Exercise details >>
Continue the forum thread about sad songs from the point where it stops.

Quoted text >>
** begin **
Hmm... I dunno. I don't seem to cry anymore, but these bring me close.
I Don't Wanna Miss A Thing ~ Aerosmith
1000 Words/1000 No Kotoba ~ Jade/Koda Kumi
Sadness And Sorrow ~ Naruto. (Instrumental not song)
Wake Me Up When September Ends ~ GreenDay

That's all I can think of at the moment. And I don't give a shit if you disagree with me, we all have our own opinions.

EDIT: SHIT I forgot:
How To Save A Life ~ The Fray. Man thats a good song...


----------



## NekoFox08 (Nov 6, 2008)

Hydramon said:


> Hmm... I dunno. I don't seem to cry anymore, but these bring me close.
> I Don't Wanna Miss A Thing ~ Aerosmith
> 1000 Words/1000 No Kotoba ~ Jade/Koda Kumi
> Sadness And Sorrow ~ Naruto. (Instrumental not song)
> ...



the top and the bottom of your list. good songs ^_^

edit: and the edited one xD


----------



## Xero108 (Nov 6, 2008)

NekoFox08 said:


> do you hate enya or coldplay? *shakes fist*



No clue about Enya. Never heard of them.

As for Coldplay, I used to dislike them a lot, but then Viva la Vida came out with a breand new style to it and it wasn't so bad! I'm still not a fan, but I don't dislike them anymore. If they played on the radio, I wouldn't change the channel


----------



## Whitenoise (Nov 6, 2008)

Probably has more to do with the personal meaning attached to this song, still I'll post it just because no one's really sighted anything all the obscure yet. Also please excuse the horrendous sound quality, fucking youtube :[ .

http://www.youtube.com/watch?v=1O56v7YXE2c


----------



## NekoFox08 (Nov 6, 2008)

Xero108 said:


> No clue about Enya. Never heard of them.
> 
> As for Coldplay, I used to dislike them a lot, but then Viva la Vida came out with a breand new style to it and it wasn't so bad! I'm still not a fan, but I don't dislike them anymore. If they played on the radio, I wouldn't change the channel



you probably wouldn't like enya...

Coldplay has always been my all time favorite band. and then snow patrol

oh yea! Snow patrol: Chasing cars, and Signal Fire

also, may I add... I have no sound on my computer... I'm just using these links from my favorites section xD


----------



## Shark_the_raptor (Nov 6, 2008)

"Dust in the Wind" - Kansas

Dunno about it making me cry, but it's pretty sad, I guess.


----------



## Xipoid (Nov 6, 2008)

These don't make me cry, but they are quite sullen.


Sing for Absolution (This one is actually a music video should you be concerned about the sound effects)
Shine Acoustic
Blackout
Easy to Please
X & Y
Nocturne in E flat major Op. 9 No. 2


----------



## NekoFox08 (Nov 6, 2008)

Xipoid said:


> These don't make me cry, but they are quite sullen.
> 
> 
> Sing for Absolution (This one is actually a music video should you be concerned about the sound effects)
> ...
** end **
[Source data]
** begin **
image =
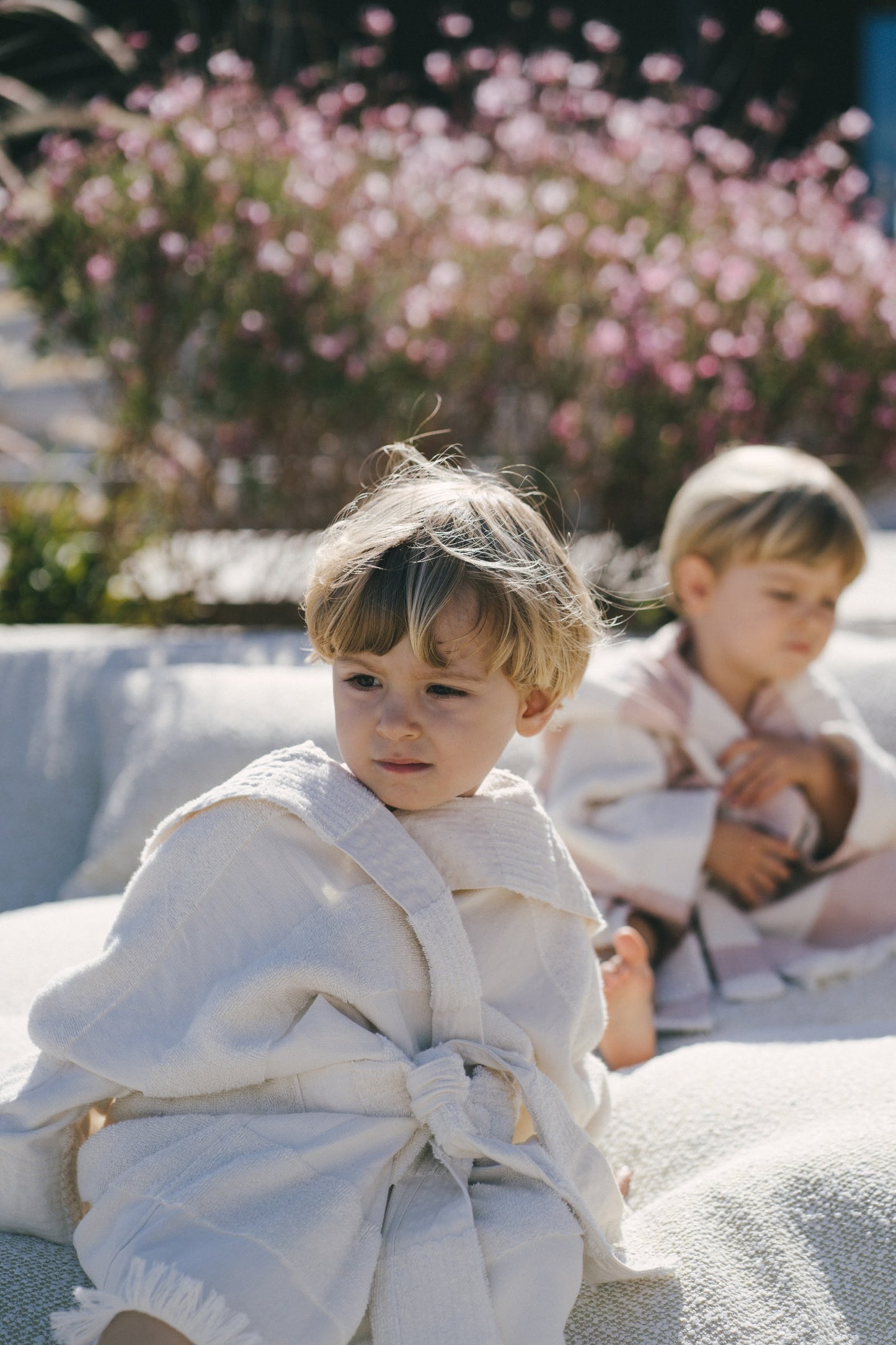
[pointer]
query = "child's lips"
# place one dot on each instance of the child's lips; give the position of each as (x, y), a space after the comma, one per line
(399, 767)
** end **
Exercise response >>
snakes don't cry

btw, X & Y FTW! =3


----------



## Irreverent (Nov 6, 2008)

False Echos (Havana 1921) - Jimmy Buffett.

Tree top flyer (hidden track)  - Jimmy Buffett.  " I love my aeroplane cause, she's got style!"   If you've ever loved a fire breathing machine as much as your mate, then you know what I'm talking about.

Learning to Fly - Pink Floyd 
http://www.youtube.com/watch?v=xb-Nacm-pKc  "Condition Grounded, but determined to try" - gets me every time.

Shine - Junkhouse
http://www.youtube.com/watch?v=0de2W97x_Yg

And if I'm really, really drunk......"Mars" from the symphony "The Planets" - Gustave Holst.
http://www.youtube.com/watch?v=L0bcRCCg01I


----------



## nachoboy (Nov 6, 2008)

Shark_the_raptor said:


> "Dust in the Wind" - Kansas
> 
> Dunno about it making me cry, but it's pretty sad, I guess.



this song makes me laugh, because every time i hear it i think of Old School.

"You're my boy, Blue!"


----------



## Gushousekai195 (Nov 6, 2008)

"Goodbye Milky Way" by Enigma
http://www.youtube.com/watch?v=zMZETRh8iOw

"Kyrie" by Manga Canta
(I can't find a YouTube video for this one.  Try looking on Last.fm.)

"Fides (Belief)" by Lesiem
http://www.youtube.com/watch?v=t6C4xaLaajI

The 2nd Movement of Camille Saint-Saens' 3rd Symphony "Organ" (the part at 7:06)
http://www.youtube.com/watch?v=TS9BuvQzaqs&feature=related


----------



## valkura (Nov 6, 2008)

NekoFox08 said:


> also, may I add... I have no sound on my computer... I'm just using these links from my favorites section xD


D: How do you survive?


----------



## stray wolfy (Nov 6, 2008)

Beethoven- Moonlight Sonata

not a sad song per-say
but I always get teared up listening to it


----------



## Xipoid (Nov 6, 2008)

Oh yes, I nearly forgot... any song from Last Days of Humanity.


----------



## NekoFox08 (Nov 6, 2008)

valkura said:


> D: How do you survive?



I switch to my PS3 and go online whenever I wanna hear something xD

it sucks


----------



## pheonix (Nov 6, 2008)

This song. http://www.youtube.com/watch?v=uO_vFuzPJvc&feature=related

gay side showing.XD


----------



## NekoFox08 (Nov 6, 2008)

pheonix said:


> This song. http://www.youtube.com/watch?v=uO_vFuzPJvc&feature=related
> 
> gay side showing.XD



that song made 90% of people who watched titanic cry... ugh, but celine dion! wooo!


----------



## pheonix (Nov 6, 2008)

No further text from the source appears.